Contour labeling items
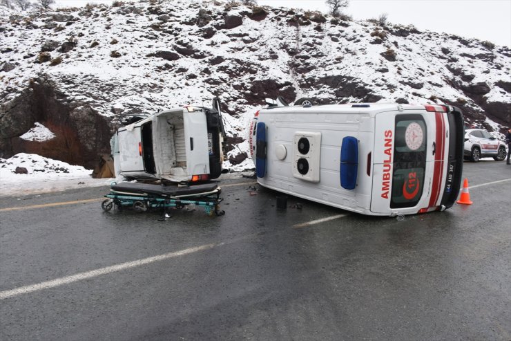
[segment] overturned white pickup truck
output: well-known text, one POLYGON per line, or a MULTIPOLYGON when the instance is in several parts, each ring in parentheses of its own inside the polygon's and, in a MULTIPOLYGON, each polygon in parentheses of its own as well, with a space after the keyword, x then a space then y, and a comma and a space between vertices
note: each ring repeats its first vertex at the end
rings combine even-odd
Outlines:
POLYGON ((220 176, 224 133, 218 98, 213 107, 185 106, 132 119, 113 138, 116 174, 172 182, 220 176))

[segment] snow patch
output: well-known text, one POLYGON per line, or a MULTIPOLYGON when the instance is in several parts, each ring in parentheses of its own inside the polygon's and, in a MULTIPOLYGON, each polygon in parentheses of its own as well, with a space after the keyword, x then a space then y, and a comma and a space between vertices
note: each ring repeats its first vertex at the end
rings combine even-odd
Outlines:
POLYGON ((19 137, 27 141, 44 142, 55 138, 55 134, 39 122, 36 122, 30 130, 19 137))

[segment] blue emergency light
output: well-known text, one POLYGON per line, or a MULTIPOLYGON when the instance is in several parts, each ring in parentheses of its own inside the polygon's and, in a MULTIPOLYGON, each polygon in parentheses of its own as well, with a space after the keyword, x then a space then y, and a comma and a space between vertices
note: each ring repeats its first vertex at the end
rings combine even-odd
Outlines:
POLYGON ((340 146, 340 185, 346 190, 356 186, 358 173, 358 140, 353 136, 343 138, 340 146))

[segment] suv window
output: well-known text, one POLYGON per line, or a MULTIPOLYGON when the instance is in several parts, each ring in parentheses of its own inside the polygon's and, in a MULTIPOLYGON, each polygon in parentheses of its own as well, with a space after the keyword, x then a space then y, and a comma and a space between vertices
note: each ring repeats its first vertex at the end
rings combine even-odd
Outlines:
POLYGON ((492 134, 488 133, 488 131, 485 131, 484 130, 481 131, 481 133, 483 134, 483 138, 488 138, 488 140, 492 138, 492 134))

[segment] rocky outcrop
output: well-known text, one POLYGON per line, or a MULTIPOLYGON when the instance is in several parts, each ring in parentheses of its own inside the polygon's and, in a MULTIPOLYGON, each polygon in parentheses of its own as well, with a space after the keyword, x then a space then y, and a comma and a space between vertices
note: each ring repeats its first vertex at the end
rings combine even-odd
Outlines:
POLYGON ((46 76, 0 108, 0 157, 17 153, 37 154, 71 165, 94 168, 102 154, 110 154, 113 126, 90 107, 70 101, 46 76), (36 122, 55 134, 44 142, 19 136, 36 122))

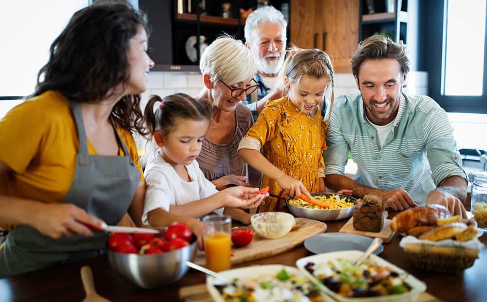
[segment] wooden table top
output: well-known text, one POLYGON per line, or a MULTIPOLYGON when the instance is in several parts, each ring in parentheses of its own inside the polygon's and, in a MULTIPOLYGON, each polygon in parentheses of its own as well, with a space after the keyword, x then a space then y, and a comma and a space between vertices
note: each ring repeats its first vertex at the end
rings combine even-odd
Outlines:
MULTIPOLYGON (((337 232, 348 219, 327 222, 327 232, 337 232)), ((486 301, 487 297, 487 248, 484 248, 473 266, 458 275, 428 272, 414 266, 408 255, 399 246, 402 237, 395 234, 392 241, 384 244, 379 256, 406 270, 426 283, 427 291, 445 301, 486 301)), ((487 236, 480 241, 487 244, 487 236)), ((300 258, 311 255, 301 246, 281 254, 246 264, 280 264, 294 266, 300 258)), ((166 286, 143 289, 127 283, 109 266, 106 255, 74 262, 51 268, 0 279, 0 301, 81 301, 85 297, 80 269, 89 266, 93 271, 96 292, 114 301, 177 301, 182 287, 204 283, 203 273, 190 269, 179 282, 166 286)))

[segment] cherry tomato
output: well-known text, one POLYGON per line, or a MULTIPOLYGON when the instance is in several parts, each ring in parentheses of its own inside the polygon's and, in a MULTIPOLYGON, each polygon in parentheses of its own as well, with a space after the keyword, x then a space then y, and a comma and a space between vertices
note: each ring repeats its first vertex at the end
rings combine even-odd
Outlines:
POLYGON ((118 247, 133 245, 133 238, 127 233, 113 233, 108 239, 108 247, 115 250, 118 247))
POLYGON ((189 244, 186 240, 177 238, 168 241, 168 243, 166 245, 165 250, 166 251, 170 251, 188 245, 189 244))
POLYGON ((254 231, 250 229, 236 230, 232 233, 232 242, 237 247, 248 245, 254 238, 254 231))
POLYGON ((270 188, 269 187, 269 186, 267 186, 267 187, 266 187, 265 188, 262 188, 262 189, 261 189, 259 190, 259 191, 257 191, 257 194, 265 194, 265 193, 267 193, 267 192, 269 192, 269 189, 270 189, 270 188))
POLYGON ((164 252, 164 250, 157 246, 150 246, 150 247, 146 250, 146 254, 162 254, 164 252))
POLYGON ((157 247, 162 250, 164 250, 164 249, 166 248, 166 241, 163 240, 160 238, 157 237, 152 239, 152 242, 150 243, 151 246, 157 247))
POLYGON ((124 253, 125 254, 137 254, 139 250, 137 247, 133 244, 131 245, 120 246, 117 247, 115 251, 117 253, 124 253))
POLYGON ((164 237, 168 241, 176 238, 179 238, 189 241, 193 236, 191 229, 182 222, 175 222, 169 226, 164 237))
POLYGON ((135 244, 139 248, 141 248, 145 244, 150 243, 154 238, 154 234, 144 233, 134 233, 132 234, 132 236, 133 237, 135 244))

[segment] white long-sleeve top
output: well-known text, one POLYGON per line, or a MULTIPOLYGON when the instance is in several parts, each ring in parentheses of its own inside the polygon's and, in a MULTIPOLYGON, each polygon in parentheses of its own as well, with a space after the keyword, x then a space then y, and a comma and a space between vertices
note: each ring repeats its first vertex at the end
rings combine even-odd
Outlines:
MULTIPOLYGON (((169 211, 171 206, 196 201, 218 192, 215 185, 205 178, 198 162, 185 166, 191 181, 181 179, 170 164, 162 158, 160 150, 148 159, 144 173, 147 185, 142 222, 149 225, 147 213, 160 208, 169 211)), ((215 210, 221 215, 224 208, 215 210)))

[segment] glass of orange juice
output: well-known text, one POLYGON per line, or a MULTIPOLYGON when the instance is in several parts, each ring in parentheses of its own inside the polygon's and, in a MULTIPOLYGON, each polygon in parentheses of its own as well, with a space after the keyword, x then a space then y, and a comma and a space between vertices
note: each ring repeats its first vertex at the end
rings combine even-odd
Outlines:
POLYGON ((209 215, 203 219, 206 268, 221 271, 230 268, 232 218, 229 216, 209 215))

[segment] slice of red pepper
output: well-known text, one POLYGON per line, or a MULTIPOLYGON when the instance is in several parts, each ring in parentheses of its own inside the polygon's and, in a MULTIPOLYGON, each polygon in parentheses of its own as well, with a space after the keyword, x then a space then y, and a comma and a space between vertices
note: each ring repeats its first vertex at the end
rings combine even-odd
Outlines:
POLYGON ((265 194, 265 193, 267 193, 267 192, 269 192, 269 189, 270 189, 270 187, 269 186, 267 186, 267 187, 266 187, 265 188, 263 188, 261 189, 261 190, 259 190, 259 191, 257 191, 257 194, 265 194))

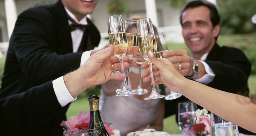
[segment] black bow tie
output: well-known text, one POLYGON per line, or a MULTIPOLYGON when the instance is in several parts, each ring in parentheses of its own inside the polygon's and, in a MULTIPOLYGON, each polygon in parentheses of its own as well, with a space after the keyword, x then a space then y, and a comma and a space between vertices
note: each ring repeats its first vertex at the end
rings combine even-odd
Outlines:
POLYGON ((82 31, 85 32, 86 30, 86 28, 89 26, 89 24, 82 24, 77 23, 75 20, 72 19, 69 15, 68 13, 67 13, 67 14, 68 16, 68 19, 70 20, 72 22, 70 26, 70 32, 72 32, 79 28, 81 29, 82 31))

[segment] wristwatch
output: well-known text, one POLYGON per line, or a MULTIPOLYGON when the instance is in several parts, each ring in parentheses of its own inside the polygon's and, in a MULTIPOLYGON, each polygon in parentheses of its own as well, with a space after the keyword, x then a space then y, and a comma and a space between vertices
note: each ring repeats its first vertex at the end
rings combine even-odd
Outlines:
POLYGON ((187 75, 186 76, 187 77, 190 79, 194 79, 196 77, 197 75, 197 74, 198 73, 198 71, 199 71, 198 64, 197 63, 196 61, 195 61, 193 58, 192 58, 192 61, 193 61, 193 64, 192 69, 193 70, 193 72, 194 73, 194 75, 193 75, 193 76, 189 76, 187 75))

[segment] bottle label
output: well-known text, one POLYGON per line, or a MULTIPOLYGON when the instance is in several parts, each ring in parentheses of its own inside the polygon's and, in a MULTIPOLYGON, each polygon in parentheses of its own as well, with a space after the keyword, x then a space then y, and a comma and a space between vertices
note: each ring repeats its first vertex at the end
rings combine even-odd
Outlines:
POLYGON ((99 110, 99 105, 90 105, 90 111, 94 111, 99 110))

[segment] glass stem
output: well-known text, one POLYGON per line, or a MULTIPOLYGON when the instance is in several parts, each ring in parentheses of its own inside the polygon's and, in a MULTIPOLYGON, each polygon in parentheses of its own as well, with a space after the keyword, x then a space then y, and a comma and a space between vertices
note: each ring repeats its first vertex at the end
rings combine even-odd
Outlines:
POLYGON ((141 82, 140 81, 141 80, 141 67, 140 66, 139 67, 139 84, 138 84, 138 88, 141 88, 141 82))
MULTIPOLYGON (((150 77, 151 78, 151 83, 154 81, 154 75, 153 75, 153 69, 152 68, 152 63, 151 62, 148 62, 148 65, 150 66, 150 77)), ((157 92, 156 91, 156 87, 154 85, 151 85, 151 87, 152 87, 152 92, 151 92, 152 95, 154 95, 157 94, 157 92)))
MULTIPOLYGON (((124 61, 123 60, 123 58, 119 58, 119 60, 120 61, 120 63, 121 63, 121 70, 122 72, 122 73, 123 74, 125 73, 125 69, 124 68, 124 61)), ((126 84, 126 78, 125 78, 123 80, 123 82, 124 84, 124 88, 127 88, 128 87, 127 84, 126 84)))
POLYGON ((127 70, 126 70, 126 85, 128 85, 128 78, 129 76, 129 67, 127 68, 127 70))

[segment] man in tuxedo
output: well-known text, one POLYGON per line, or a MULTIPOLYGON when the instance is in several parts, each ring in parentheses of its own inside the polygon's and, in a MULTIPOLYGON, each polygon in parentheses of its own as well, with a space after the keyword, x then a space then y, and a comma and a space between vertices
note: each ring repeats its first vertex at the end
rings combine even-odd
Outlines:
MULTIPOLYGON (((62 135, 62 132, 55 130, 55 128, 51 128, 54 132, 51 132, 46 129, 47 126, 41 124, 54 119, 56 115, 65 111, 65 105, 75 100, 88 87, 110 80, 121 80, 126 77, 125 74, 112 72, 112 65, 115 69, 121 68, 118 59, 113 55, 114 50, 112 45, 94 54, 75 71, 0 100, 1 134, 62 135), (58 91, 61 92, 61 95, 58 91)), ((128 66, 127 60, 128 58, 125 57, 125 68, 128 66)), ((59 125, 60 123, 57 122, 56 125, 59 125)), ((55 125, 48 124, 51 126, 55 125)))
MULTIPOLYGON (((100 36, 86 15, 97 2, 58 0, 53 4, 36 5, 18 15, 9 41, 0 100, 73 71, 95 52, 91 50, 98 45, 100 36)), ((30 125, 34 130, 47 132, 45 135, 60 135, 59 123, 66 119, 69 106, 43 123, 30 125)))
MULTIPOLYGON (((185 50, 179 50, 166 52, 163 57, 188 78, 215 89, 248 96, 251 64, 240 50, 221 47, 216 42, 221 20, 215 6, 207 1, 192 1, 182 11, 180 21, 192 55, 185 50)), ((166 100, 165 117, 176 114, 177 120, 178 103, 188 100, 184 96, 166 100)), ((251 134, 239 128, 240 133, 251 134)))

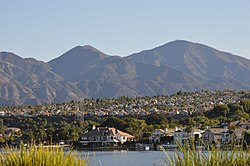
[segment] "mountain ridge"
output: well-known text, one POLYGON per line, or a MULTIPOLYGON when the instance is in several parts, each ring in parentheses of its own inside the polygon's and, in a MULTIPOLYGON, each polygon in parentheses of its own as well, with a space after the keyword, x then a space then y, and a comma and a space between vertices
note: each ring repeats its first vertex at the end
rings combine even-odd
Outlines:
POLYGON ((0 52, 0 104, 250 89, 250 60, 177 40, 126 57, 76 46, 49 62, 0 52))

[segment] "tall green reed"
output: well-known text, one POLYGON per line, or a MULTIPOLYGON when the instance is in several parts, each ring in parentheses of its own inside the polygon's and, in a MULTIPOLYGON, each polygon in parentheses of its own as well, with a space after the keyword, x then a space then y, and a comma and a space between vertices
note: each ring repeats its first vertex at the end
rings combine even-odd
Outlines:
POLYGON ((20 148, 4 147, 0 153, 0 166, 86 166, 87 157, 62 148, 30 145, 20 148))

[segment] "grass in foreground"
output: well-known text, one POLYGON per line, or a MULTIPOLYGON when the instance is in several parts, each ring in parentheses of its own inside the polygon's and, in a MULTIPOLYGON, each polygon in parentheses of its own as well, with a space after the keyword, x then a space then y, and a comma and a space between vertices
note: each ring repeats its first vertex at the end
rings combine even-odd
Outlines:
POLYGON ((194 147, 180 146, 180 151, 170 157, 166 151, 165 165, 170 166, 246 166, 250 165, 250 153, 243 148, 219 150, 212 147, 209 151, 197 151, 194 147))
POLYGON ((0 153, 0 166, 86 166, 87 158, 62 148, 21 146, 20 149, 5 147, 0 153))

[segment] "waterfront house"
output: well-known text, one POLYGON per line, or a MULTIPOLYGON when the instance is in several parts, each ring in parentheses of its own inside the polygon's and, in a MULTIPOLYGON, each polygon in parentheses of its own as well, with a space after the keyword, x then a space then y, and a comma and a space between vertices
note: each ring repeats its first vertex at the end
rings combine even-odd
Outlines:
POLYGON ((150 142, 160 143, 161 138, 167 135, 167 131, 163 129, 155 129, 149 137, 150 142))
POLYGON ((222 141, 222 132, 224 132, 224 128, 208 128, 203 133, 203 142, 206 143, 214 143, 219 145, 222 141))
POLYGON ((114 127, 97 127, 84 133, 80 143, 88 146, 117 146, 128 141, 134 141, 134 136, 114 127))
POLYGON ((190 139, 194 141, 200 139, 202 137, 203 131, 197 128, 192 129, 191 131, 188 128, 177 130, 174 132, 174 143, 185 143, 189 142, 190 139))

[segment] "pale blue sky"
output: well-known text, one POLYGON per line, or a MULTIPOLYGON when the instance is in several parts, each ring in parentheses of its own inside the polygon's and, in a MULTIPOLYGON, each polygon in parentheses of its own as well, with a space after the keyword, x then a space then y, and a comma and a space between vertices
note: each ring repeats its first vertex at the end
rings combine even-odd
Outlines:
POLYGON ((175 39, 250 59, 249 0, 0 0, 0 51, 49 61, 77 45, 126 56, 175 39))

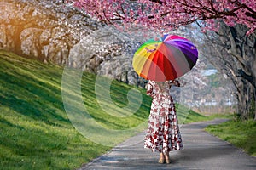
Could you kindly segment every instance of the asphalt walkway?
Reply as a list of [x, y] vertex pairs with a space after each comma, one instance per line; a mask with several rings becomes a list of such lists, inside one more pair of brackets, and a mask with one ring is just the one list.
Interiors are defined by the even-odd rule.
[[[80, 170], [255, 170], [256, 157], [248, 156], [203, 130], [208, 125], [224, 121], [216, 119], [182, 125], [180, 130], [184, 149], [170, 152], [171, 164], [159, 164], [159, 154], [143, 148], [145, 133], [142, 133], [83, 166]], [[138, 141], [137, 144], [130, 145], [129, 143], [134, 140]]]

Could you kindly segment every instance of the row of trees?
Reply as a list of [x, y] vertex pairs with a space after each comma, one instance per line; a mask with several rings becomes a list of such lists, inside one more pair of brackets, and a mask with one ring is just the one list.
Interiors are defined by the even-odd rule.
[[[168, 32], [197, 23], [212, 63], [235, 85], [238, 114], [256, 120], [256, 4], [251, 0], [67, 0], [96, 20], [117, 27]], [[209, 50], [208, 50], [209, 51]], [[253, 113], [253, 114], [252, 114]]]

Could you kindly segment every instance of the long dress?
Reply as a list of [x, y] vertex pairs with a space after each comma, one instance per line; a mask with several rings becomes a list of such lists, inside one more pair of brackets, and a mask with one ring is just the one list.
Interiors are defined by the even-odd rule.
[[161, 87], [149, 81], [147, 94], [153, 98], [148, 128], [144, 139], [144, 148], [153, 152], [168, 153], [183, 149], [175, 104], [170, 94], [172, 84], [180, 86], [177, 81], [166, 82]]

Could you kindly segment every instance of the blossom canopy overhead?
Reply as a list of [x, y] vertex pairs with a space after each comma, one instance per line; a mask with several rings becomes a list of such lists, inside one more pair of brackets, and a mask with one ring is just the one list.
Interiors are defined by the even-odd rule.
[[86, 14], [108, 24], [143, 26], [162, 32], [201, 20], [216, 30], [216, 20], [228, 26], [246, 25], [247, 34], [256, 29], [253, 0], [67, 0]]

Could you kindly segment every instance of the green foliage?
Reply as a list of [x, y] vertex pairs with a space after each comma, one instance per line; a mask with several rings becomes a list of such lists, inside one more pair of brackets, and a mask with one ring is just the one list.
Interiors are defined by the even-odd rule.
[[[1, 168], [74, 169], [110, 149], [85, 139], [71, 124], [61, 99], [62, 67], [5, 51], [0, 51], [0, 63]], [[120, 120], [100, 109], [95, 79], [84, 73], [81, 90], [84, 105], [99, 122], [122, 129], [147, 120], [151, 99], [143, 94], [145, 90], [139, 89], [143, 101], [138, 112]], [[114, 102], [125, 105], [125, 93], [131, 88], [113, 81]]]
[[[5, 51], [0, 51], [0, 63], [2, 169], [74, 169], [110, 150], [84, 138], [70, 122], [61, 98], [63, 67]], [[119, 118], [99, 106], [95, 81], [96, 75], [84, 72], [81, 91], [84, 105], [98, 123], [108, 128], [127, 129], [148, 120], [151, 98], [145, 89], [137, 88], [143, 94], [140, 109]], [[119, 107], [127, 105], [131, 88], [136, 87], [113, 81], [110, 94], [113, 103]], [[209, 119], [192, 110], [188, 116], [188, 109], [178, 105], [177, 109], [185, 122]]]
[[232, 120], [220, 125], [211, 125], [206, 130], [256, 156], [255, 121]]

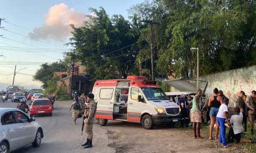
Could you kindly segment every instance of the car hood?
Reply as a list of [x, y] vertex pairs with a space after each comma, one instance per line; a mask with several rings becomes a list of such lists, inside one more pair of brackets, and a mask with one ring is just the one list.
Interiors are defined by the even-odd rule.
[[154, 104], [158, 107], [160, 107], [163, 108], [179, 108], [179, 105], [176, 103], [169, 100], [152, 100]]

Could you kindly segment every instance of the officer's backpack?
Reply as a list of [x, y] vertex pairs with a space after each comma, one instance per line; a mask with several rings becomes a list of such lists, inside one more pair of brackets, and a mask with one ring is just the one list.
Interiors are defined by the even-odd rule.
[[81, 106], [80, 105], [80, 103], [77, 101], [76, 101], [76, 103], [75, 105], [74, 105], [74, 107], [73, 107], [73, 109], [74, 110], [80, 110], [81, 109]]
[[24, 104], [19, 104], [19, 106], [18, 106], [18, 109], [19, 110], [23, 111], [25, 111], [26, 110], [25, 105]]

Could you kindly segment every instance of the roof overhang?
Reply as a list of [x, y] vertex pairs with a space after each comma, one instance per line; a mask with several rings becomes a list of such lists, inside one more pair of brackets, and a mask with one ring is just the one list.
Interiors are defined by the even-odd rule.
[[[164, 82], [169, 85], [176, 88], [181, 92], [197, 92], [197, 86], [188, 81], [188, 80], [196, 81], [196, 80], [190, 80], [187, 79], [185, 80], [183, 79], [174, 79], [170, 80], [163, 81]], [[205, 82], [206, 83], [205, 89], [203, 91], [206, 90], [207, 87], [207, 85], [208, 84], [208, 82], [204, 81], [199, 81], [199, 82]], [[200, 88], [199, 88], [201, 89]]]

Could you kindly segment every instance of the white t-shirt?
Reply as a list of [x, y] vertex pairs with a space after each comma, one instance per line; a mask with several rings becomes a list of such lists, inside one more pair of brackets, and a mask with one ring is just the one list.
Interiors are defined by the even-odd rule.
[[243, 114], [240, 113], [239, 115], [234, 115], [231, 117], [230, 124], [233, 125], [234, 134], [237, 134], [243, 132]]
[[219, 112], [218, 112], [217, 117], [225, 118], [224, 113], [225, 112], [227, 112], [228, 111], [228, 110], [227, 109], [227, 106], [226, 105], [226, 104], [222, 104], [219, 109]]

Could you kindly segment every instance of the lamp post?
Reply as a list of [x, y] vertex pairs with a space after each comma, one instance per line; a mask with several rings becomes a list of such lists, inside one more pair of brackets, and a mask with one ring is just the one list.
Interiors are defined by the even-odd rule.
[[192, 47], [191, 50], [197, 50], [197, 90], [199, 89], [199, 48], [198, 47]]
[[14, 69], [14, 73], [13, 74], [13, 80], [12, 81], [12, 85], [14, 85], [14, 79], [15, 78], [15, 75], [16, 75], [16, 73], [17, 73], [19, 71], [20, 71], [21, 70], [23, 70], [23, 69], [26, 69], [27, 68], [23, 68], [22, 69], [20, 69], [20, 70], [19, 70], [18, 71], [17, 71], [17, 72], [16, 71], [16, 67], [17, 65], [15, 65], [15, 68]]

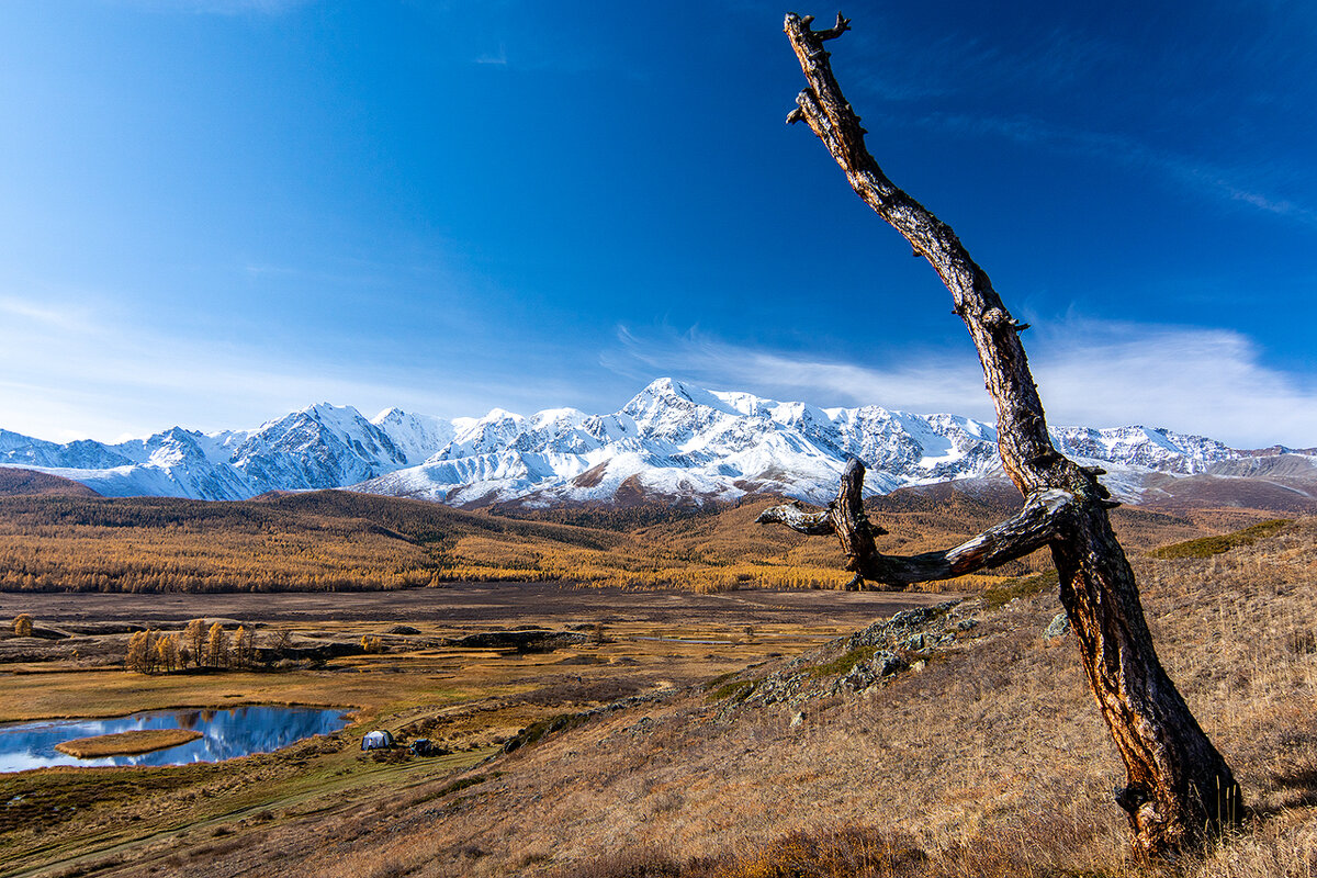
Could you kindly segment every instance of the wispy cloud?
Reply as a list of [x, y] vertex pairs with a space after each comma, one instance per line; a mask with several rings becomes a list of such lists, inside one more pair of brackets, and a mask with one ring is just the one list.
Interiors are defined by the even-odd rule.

## TASK TO COMPLETE
Turn the data into a numbered list, starting with the line that contains "[segment] snow patch" and going on through the line that contains "POLYGON ((19 137, 27". Leave out any blank lines.

## RESULT OF THIS EXERCISE
1. [segment] snow patch
2. output: well-known text, one POLYGON per line, or a MULTIPOLYGON when the instance is in several parts, each ring in parentheses of its own inside the polygon's and, in a MULTIPOLYGON, each polygon in parentheses of its own as well, with a space after the keyword, x then a space then y, and a comma and a space between vertices
3. note: each ring repeats its first vertex at the end
4. rings combine even-odd
5. Outlines:
6. POLYGON ((19 137, 27 141, 44 142, 55 138, 55 134, 39 122, 36 122, 30 130, 19 137))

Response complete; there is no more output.